Set exercise.
Without skipping anything, write out each record below exactly.

(Boundary labeling items)
┌──
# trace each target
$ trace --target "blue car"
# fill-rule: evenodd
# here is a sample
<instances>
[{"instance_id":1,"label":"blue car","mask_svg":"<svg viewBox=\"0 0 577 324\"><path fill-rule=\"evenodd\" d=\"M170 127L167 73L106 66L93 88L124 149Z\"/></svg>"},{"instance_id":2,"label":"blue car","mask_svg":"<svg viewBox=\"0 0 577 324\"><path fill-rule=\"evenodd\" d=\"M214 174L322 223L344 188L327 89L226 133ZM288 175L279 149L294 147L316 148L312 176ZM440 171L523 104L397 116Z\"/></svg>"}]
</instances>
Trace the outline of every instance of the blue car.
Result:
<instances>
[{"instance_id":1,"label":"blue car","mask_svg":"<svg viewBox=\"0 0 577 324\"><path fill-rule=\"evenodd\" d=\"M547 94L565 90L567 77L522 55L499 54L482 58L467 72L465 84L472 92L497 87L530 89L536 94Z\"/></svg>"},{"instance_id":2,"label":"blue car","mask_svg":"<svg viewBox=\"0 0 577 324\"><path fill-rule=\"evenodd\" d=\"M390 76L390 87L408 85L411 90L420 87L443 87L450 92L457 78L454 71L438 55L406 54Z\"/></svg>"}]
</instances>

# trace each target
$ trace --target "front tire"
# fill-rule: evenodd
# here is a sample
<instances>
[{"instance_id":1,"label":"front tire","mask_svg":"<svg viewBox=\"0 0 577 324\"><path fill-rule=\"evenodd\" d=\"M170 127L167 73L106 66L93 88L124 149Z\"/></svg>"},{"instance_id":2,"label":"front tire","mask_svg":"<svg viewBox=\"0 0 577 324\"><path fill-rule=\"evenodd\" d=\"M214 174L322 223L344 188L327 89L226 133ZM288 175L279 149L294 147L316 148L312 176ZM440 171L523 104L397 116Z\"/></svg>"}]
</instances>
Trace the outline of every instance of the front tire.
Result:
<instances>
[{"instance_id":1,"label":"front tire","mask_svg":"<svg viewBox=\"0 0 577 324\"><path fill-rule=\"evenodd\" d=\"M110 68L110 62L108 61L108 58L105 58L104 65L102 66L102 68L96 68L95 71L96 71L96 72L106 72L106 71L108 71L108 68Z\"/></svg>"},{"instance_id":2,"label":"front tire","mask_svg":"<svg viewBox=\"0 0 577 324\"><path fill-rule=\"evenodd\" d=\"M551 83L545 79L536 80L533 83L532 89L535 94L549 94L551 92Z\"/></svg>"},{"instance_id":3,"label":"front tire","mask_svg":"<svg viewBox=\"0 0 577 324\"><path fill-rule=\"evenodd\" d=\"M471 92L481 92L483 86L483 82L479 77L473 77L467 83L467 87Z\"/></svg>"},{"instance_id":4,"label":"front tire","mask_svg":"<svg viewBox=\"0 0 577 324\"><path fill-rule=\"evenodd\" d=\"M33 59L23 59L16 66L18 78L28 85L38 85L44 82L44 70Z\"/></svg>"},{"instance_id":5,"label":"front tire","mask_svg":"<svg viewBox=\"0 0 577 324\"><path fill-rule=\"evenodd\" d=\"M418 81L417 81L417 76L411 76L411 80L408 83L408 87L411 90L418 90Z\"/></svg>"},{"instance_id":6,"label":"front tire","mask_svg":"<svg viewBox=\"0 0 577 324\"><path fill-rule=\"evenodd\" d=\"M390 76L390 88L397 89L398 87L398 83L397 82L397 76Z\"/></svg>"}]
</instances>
└──
Solution to this problem.
# trace each target
$ trace --target "blue car"
# fill-rule: evenodd
# here is a sample
<instances>
[{"instance_id":1,"label":"blue car","mask_svg":"<svg viewBox=\"0 0 577 324\"><path fill-rule=\"evenodd\" d=\"M170 127L167 73L106 66L93 88L124 149Z\"/></svg>"},{"instance_id":2,"label":"blue car","mask_svg":"<svg viewBox=\"0 0 577 324\"><path fill-rule=\"evenodd\" d=\"M214 174L322 223L344 188L327 89L226 133ZM288 175L279 149L294 147L316 148L312 176ZM440 171L523 104L397 116Z\"/></svg>"}]
</instances>
Trace the outline of every instance of the blue car.
Result:
<instances>
[{"instance_id":1,"label":"blue car","mask_svg":"<svg viewBox=\"0 0 577 324\"><path fill-rule=\"evenodd\" d=\"M547 94L565 90L567 77L522 55L499 54L482 58L467 72L465 84L472 92L497 87L530 89L536 94Z\"/></svg>"},{"instance_id":2,"label":"blue car","mask_svg":"<svg viewBox=\"0 0 577 324\"><path fill-rule=\"evenodd\" d=\"M390 76L390 87L408 85L411 90L420 87L443 87L450 92L457 78L454 71L438 55L406 54Z\"/></svg>"}]
</instances>

# trace each target
$ trace --target "front tire"
# fill-rule: evenodd
# here is a sample
<instances>
[{"instance_id":1,"label":"front tire","mask_svg":"<svg viewBox=\"0 0 577 324\"><path fill-rule=\"evenodd\" d=\"M170 127L167 73L106 66L93 88L124 149Z\"/></svg>"},{"instance_id":2,"label":"front tire","mask_svg":"<svg viewBox=\"0 0 577 324\"><path fill-rule=\"evenodd\" d=\"M214 174L322 223L344 188L327 89L226 133ZM288 175L279 149L294 147L316 148L312 176ZM440 171L523 104L397 116Z\"/></svg>"}]
</instances>
Trace the outline of every instance of the front tire.
Result:
<instances>
[{"instance_id":1,"label":"front tire","mask_svg":"<svg viewBox=\"0 0 577 324\"><path fill-rule=\"evenodd\" d=\"M110 68L110 62L108 61L108 58L105 58L104 65L102 66L102 68L96 68L95 71L96 71L96 72L106 72L106 71L108 71L108 68Z\"/></svg>"},{"instance_id":2,"label":"front tire","mask_svg":"<svg viewBox=\"0 0 577 324\"><path fill-rule=\"evenodd\" d=\"M551 83L545 79L536 80L533 83L532 89L535 94L549 94L551 92Z\"/></svg>"},{"instance_id":3,"label":"front tire","mask_svg":"<svg viewBox=\"0 0 577 324\"><path fill-rule=\"evenodd\" d=\"M471 92L481 92L483 86L483 82L479 77L473 77L467 83L467 87Z\"/></svg>"},{"instance_id":4,"label":"front tire","mask_svg":"<svg viewBox=\"0 0 577 324\"><path fill-rule=\"evenodd\" d=\"M33 59L23 59L16 66L18 78L28 85L38 85L44 82L44 70Z\"/></svg>"},{"instance_id":5,"label":"front tire","mask_svg":"<svg viewBox=\"0 0 577 324\"><path fill-rule=\"evenodd\" d=\"M418 81L417 81L417 76L411 76L411 80L408 83L408 87L411 90L418 90Z\"/></svg>"},{"instance_id":6,"label":"front tire","mask_svg":"<svg viewBox=\"0 0 577 324\"><path fill-rule=\"evenodd\" d=\"M390 76L390 88L397 89L398 87L398 83L397 82L397 76Z\"/></svg>"}]
</instances>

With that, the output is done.